▶ Task goal:
Rewrite the rows below, replacing every "pinpoint" with "mark" and keeping everything else unchanged.

▶ Exercise input:
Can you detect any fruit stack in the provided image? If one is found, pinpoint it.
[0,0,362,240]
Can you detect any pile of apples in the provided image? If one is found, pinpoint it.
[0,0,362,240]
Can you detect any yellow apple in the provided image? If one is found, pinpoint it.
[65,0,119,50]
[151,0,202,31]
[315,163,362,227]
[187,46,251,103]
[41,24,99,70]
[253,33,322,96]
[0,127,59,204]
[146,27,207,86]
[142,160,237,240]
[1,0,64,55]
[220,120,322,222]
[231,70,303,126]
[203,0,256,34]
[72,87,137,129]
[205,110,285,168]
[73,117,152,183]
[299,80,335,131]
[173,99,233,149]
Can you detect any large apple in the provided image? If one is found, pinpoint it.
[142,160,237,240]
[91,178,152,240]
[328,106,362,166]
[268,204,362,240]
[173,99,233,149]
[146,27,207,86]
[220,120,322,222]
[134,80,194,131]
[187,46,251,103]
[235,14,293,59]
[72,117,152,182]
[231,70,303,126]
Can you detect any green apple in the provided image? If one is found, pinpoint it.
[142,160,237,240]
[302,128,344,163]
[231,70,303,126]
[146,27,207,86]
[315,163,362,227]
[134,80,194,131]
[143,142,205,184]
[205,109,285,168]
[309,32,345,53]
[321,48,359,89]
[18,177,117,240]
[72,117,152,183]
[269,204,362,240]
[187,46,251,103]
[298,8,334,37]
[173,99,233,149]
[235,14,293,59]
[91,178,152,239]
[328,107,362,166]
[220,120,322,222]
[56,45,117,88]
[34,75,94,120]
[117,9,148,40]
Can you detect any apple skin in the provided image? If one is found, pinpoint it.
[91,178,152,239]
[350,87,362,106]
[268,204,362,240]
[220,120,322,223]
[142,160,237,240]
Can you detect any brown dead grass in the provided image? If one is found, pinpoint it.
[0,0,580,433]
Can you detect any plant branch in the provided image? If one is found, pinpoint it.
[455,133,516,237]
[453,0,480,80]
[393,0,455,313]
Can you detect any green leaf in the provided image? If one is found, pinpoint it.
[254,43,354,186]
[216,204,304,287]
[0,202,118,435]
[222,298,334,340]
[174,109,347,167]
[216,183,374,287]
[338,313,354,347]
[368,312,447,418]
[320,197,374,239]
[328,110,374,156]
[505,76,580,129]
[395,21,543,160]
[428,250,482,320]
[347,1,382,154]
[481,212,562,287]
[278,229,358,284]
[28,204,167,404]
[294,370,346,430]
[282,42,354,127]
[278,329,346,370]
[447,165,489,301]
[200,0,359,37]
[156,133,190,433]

▶ Written solution:
Can you detect any fruit stack in the provided image? If one is found, mark it.
[0,0,362,240]
Can you detect any pile of apples in the provided image? If one is found, mark it.
[0,0,362,240]
Can you detect any yellow apple in the provided image? If one is found, mark it.
[65,0,119,50]
[151,0,202,31]
[315,163,362,227]
[187,46,251,103]
[41,24,99,70]
[253,33,322,96]
[0,127,59,204]
[146,27,207,86]
[142,160,237,240]
[1,0,64,55]
[220,120,322,222]
[231,70,303,126]
[203,0,256,34]
[72,87,137,129]
[205,110,285,168]
[73,117,152,183]
[299,80,335,131]
[173,99,233,149]
Can you detect any large apple in the provided image? If one is found, mark it.
[142,160,237,240]
[91,178,152,240]
[328,106,362,166]
[268,204,362,240]
[173,99,233,149]
[146,27,207,86]
[220,120,322,222]
[134,80,194,131]
[187,46,251,103]
[235,14,293,59]
[72,117,152,182]
[231,70,303,126]
Can you detect any green apple in the provided image? If one is found, mark it.
[142,160,237,240]
[302,128,344,163]
[231,70,303,126]
[146,27,207,86]
[315,163,362,227]
[134,80,194,131]
[143,142,205,184]
[205,109,285,168]
[309,32,345,53]
[321,48,359,89]
[18,177,117,240]
[72,117,152,183]
[269,204,362,240]
[187,46,251,103]
[298,8,334,37]
[173,99,233,149]
[235,14,293,59]
[91,178,152,239]
[328,107,362,166]
[220,120,322,222]
[56,45,117,88]
[34,75,94,120]
[117,9,148,40]
Can you detect any apple skin in the provided image? If one is found, mark it.
[91,178,152,239]
[350,87,362,106]
[268,204,362,240]
[220,120,322,223]
[142,160,237,240]
Can you detect any brown dead grass in the provided image? If one is found, mark it.
[0,0,580,433]
Can you detect any plant branch in the provided image? If one is found, mark it.
[455,133,516,237]
[453,0,480,80]
[393,0,455,313]
Can you detect any green leaf in the provided image? If one is found, mark it.
[254,43,354,186]
[216,204,304,287]
[0,202,118,435]
[222,298,334,340]
[174,109,347,167]
[216,183,374,287]
[338,313,354,347]
[368,312,447,418]
[320,197,374,239]
[328,110,374,156]
[505,76,580,129]
[395,21,543,160]
[428,250,482,320]
[347,1,382,154]
[481,212,562,287]
[278,229,358,284]
[28,204,167,404]
[294,370,346,430]
[282,42,354,127]
[278,329,346,370]
[447,165,489,301]
[200,0,359,37]
[156,133,190,433]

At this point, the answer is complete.